▶ Records to use:
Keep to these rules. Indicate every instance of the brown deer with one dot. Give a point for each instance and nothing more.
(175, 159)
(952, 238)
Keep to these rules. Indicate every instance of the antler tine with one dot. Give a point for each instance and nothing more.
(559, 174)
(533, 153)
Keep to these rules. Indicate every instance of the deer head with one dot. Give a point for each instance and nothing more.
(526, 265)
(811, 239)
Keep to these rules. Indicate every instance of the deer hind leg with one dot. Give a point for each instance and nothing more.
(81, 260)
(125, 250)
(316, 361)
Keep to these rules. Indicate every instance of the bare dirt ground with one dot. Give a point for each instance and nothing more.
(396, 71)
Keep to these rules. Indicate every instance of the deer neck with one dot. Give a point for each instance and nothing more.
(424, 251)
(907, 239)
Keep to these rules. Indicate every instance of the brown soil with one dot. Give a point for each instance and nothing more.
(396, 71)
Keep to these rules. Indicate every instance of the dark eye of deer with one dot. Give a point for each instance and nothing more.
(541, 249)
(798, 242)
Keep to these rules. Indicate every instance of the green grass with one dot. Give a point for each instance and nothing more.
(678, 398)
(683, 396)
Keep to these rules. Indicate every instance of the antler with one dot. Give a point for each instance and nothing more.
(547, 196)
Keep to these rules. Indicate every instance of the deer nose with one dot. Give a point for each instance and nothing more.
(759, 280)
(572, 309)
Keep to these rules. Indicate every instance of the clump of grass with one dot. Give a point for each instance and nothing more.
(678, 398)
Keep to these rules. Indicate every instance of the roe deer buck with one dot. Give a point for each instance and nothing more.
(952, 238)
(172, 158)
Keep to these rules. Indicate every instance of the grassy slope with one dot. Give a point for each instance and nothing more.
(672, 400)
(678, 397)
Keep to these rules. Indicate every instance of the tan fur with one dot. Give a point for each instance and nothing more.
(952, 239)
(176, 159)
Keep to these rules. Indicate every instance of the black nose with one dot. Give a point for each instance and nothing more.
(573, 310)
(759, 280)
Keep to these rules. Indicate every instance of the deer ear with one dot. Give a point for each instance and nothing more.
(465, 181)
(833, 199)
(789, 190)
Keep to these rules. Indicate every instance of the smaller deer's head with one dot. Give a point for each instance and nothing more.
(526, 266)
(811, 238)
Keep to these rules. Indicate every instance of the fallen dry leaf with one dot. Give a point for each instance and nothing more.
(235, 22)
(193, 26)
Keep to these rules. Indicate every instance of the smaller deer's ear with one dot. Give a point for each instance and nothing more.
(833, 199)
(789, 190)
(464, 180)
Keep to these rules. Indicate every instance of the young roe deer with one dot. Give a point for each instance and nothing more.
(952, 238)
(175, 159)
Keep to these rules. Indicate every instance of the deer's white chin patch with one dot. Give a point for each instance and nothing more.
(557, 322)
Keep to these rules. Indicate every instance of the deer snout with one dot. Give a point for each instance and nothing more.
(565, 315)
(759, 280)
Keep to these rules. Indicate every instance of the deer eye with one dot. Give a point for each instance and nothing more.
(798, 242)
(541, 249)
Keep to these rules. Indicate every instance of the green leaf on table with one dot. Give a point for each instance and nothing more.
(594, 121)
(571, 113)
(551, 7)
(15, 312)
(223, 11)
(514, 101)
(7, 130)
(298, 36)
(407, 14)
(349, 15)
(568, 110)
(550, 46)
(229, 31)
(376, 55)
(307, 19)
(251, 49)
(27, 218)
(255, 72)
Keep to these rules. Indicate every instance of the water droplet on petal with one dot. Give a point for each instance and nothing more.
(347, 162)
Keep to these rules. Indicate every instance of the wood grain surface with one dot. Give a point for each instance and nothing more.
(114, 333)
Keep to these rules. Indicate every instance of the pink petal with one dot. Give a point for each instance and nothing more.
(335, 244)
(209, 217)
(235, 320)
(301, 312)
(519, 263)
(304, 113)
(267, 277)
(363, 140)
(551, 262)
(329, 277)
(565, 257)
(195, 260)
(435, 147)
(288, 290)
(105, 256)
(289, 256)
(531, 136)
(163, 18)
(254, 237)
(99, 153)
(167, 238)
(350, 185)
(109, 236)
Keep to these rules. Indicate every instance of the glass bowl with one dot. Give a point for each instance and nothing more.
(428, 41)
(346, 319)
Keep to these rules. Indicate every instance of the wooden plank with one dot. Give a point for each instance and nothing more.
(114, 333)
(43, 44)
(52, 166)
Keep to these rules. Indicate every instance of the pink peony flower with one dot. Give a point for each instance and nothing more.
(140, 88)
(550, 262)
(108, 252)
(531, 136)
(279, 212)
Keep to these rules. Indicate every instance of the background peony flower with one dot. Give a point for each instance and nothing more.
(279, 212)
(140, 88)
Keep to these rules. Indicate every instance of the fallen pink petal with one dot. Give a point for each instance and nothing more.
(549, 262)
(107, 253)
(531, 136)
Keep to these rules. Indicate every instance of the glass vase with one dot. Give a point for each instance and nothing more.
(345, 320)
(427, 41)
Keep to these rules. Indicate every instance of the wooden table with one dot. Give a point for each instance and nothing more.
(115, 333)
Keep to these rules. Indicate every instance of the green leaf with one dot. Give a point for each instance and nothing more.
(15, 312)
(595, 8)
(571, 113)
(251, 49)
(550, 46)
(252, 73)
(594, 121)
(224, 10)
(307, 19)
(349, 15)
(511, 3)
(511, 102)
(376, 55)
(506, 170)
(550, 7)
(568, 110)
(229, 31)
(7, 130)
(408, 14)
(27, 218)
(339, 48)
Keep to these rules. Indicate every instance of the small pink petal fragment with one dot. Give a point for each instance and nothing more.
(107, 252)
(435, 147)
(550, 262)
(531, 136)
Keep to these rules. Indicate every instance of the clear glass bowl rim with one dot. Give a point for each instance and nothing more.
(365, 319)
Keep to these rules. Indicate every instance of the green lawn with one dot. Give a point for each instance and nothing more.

▶ What this task involves: The data above should be copied out with complete accuracy.

▶ Solution to this exercise:
Keep to these rules. Indicate every instance of the brown deer with one dot. Give a point for each instance and nothing more.
(175, 159)
(952, 238)
Keep to these rules. Indicate every instance of the antler tine with one dot. Give a point for each instance and nothing more.
(559, 174)
(533, 153)
Keep to these rules. Indicate every instance of the deer head with one dot. Give a point for each instance and nothing more.
(526, 265)
(811, 239)
Keep to these rules. Indicate every instance of the deer hind leg with one dot. Give a point for each instance and nothing more.
(81, 260)
(125, 250)
(316, 361)
Keep to these rules. Indicate every instance of the bare dirt ground with one dot. Give a point for each instance and nothing more.
(396, 71)
Keep to these rules. Indicate every instance of the deer neck with one dot. Give a point for each instance and nothing more.
(424, 251)
(907, 239)
Keep to these rules. Indicate every instance of the brown soil with one dot. Give a point for each instance and nothing more.
(396, 71)
Keep to these rules. Indicate every instance of the dark eye of deer with one dot. Give a point for each instance and nothing more.
(541, 249)
(798, 242)
Keep to these rules. Indicate every instance of the green grass with one dot. Give a point for each instance and nothing more.
(678, 398)
(683, 396)
Keep to these rules. Indicate every instance of the antler with one dot. Give a point for each instance and nothing more.
(547, 196)
Keep to these rules. Indicate every instance of the deer nose with one dot. Give a point for each instance and nothing more.
(759, 280)
(572, 309)
Keep to these rules. Indicate every instance of the clump of grass with one dot. Give a point for each instance and nothing more.
(678, 398)
Keep to these rules. Indicate every instance of the roe deer buck with one dot. Give a point for each instance and nothing more.
(952, 238)
(172, 158)
Keep to these rules. Indicate every instance of the grassy slope with one dot. Give a point for each instance and nothing more.
(672, 400)
(678, 397)
Keep to these rules. Indicate every instance of the tan fur with one dot. Give a point for each instance and nothing more.
(952, 239)
(176, 159)
Keep to these rules. Indicate every instance of the black nose with one dot. Give a point for each instance and nothing more.
(573, 310)
(759, 280)
Keep to these rules. Indicate every instance of the deer ear with one dot. Give a point for each instance and nothing more.
(465, 181)
(833, 199)
(789, 190)
Keep to these rules. Indicate every instance of the smaller deer's head with one dot. Give a point for each instance and nothing more.
(526, 266)
(811, 238)
Keep to these rules. Indicate every instance of the fallen dry leaf with one dot. Give a point for each instance and nothing more.
(235, 22)
(193, 26)
Keep to these rules. Indicate every instance of the smaller deer's ear with one dot. Give a point for each instance and nothing more.
(833, 199)
(789, 190)
(464, 180)
Keep to these rules. Indicate every instance of the young roe deer with one dot. Give a point for each instance and nothing more.
(952, 238)
(175, 159)
Keep to these rules. Indicate every instance of the deer's white chin patch with one dot. Give a point for each instance and nothing more.
(557, 322)
Keep to these rules. Indicate every instance of the deer snout with one dot. Give a point for each instance and nothing more.
(565, 315)
(759, 280)
Keep to these rules. Indicate every instance of the deer eye with one dot. Give a point for each instance and nothing more.
(798, 242)
(541, 249)
Keep to these rules. Indicate every instance of the green leaf on table with one dot. Give a point for each instance and nothing more.
(594, 121)
(571, 113)
(551, 7)
(15, 312)
(223, 11)
(514, 101)
(7, 130)
(298, 36)
(407, 14)
(349, 15)
(568, 110)
(550, 46)
(229, 31)
(376, 55)
(307, 19)
(251, 49)
(27, 218)
(255, 72)
Keep to these rules. Indicate every instance of the water droplet on petal with one dot. Give a point for each instance and nothing more.
(347, 162)
Keep to these rules. Indicate every instance of the wood grain surface with one dot. Give a point for each instance and nothing more.
(114, 333)
Keep to these rules. Indicate every instance of the pink petal with one dot. Give a point for each instance and nothing more.
(335, 244)
(209, 217)
(235, 320)
(301, 312)
(519, 263)
(304, 113)
(267, 277)
(363, 140)
(551, 262)
(329, 277)
(565, 257)
(195, 260)
(435, 147)
(288, 290)
(105, 256)
(289, 256)
(531, 136)
(163, 18)
(254, 237)
(99, 153)
(167, 238)
(350, 185)
(109, 236)
Keep to these rules. Indicate every instance of the glass bowl with one dot. Give a point for each instance and nothing more.
(428, 41)
(346, 319)
Keep to these rules. Indicate every instance of the wooden plank with one dot. Give a point for each instance and nothing more.
(114, 333)
(43, 44)
(52, 166)
Keep to these rules. Indicate every instance of the pink peony flower with one dot. Give a point for each instance and nothing more.
(140, 88)
(550, 262)
(108, 252)
(531, 136)
(279, 212)
Keep to these rules. Indicate every instance of the background peony flower with one dot. Give a point for each instance and nothing more.
(279, 212)
(140, 88)
Keep to these rules. Indicate every instance of the fallen pink petal with one dot. Give a point for each instance and nothing more.
(549, 262)
(107, 253)
(531, 136)
Keep to these rules. Indicate every instance of the glass vase with one dot. Give a point for each instance and nothing more.
(345, 320)
(427, 41)
Keep to these rules. Indicate every instance of the wooden table with one dot. Give a point for each instance and nothing more.
(115, 333)
Keep to these rules. Indicate every instance of the green leaf with one dot. Give a point for each instance and nothing more.
(15, 312)
(595, 8)
(571, 113)
(251, 49)
(550, 46)
(252, 73)
(594, 121)
(224, 10)
(307, 19)
(349, 15)
(511, 3)
(511, 102)
(376, 55)
(506, 170)
(550, 7)
(568, 110)
(229, 31)
(7, 130)
(408, 14)
(27, 218)
(339, 48)
Keep to these rules. Indicate every instance of the small pink petal fragment with one dot. Give a point for each instance and nothing more.
(107, 252)
(435, 147)
(550, 262)
(531, 136)
Keep to these rules. Indicate every instance of the clear glass bowl rim with one dot. Give a point for each instance and nothing more.
(365, 319)
Keep to these rules. Indicate every instance of the green lawn with one dot. Give a point for each instance and nothing more.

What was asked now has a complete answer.